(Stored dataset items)
####################
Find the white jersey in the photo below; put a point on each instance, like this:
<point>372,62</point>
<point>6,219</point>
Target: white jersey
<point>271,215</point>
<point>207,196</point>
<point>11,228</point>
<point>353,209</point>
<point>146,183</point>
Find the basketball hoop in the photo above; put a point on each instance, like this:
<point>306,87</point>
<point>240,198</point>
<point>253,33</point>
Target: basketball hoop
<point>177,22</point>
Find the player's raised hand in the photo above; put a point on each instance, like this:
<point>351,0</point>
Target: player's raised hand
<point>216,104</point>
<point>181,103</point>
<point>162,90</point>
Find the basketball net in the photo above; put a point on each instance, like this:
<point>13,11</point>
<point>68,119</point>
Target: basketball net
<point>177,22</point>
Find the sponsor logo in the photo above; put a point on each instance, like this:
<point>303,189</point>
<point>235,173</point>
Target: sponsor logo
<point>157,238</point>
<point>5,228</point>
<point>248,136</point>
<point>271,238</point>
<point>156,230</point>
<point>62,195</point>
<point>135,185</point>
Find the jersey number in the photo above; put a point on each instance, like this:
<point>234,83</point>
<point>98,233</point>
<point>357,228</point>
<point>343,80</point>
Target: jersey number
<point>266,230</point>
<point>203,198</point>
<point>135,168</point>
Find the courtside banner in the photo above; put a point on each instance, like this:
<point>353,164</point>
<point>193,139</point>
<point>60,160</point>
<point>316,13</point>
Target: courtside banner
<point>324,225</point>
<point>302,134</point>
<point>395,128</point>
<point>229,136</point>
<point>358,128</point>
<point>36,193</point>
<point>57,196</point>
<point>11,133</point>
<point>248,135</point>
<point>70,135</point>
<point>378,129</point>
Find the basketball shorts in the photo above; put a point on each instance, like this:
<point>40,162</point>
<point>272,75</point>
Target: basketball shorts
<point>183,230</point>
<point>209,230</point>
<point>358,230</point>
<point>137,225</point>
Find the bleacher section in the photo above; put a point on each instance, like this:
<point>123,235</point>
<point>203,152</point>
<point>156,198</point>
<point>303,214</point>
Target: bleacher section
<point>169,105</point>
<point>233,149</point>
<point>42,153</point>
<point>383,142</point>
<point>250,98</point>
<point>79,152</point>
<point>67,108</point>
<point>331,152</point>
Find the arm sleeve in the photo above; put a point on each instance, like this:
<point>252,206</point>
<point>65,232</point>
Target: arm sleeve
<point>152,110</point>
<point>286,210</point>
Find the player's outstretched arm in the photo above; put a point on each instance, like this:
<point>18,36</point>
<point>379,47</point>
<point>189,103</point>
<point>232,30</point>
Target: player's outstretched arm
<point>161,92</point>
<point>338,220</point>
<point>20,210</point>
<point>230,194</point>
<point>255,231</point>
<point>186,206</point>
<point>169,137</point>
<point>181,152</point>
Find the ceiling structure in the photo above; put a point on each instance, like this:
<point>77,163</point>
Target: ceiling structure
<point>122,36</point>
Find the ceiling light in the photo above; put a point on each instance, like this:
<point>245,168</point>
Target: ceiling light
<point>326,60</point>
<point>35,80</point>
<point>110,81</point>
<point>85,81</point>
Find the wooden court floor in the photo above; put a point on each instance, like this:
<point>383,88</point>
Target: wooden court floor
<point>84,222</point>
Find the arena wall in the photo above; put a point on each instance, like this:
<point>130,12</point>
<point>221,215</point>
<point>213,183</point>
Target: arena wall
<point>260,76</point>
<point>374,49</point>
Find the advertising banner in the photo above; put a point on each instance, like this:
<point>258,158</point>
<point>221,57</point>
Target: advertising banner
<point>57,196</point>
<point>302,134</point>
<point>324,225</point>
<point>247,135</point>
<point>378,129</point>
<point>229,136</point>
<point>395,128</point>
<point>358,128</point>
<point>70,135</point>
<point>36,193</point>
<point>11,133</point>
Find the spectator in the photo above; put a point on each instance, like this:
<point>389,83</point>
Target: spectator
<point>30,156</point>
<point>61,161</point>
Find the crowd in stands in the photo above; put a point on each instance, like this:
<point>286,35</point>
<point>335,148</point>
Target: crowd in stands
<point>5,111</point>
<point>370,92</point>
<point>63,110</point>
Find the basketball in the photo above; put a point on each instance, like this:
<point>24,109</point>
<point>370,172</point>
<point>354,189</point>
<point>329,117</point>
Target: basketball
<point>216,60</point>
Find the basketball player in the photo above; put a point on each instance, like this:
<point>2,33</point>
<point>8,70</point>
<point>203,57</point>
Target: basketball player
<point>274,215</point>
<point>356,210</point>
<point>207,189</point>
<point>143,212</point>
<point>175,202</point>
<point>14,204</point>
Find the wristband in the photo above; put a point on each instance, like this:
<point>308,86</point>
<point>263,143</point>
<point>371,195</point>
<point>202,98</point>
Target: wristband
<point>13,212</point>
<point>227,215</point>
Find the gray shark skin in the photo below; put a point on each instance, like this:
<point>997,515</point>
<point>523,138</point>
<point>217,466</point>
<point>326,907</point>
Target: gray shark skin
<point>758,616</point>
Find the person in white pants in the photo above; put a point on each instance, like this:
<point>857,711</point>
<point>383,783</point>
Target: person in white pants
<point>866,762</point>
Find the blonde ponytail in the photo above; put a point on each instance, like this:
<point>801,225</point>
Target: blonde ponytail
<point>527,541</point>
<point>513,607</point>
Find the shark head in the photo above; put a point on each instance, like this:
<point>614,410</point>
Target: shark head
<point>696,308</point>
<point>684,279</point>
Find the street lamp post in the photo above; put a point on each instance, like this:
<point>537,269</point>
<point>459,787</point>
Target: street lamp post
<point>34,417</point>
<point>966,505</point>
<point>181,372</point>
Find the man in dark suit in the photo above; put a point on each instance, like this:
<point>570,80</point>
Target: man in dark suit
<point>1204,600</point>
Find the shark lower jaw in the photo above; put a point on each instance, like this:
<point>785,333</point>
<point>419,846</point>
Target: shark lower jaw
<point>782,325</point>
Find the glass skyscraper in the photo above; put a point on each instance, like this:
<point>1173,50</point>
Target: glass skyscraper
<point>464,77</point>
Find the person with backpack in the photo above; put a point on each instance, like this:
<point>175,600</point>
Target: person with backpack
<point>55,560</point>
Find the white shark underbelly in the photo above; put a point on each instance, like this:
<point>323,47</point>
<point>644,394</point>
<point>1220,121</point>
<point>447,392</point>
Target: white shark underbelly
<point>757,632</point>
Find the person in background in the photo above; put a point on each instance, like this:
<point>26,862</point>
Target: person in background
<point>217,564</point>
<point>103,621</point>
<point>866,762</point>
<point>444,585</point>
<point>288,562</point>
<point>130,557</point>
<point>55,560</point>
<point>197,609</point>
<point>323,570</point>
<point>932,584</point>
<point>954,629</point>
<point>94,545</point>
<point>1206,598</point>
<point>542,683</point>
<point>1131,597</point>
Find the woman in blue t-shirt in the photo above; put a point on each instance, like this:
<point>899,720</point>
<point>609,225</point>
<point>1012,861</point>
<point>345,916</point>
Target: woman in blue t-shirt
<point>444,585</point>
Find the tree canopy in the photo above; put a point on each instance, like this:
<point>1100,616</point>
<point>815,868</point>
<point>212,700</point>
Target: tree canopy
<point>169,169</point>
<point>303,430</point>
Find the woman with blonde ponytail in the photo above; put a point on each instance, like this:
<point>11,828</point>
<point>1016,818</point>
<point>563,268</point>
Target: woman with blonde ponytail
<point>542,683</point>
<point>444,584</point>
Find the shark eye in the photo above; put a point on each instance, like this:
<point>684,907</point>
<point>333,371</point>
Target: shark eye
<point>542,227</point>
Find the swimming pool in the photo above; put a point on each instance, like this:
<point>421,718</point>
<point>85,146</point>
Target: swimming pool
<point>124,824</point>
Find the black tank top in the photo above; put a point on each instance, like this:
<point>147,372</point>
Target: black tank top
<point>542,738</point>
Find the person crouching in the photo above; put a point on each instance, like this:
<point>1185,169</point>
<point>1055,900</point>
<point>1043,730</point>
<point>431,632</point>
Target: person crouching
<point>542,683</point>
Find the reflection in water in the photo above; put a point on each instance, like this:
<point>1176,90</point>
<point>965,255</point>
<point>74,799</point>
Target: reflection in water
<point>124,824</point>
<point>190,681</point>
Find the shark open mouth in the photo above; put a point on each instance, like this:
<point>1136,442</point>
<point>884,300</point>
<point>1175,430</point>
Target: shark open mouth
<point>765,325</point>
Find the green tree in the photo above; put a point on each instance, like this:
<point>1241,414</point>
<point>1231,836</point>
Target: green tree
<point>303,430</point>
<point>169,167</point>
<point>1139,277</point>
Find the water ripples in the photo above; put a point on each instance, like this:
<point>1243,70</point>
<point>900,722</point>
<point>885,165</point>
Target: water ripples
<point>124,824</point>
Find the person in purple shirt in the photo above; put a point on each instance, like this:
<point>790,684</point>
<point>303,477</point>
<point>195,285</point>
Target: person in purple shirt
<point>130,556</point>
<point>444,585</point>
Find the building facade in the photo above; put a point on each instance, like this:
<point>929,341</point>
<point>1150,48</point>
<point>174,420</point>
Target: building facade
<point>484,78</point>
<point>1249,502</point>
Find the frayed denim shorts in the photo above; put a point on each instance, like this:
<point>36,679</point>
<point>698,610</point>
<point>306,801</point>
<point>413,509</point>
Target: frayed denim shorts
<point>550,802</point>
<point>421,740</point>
####################
Find the line containing "Find the person in purple", then output it and every line after it to the end of the data, exactly.

Find the person in purple shirt in the photo above; put a point on each instance, like this:
<point>790,684</point>
<point>303,477</point>
<point>195,285</point>
Target: person in purple shirt
<point>130,556</point>
<point>444,585</point>
Find the building facade in the photo above; put a point on each instance, like this:
<point>929,341</point>
<point>1150,48</point>
<point>174,420</point>
Target: building facade
<point>484,78</point>
<point>1249,502</point>
Find the frayed denim shorts in the photo above; put a point on each instance, like this:
<point>36,679</point>
<point>698,610</point>
<point>306,801</point>
<point>413,509</point>
Target: frayed denim shorts
<point>550,802</point>
<point>421,740</point>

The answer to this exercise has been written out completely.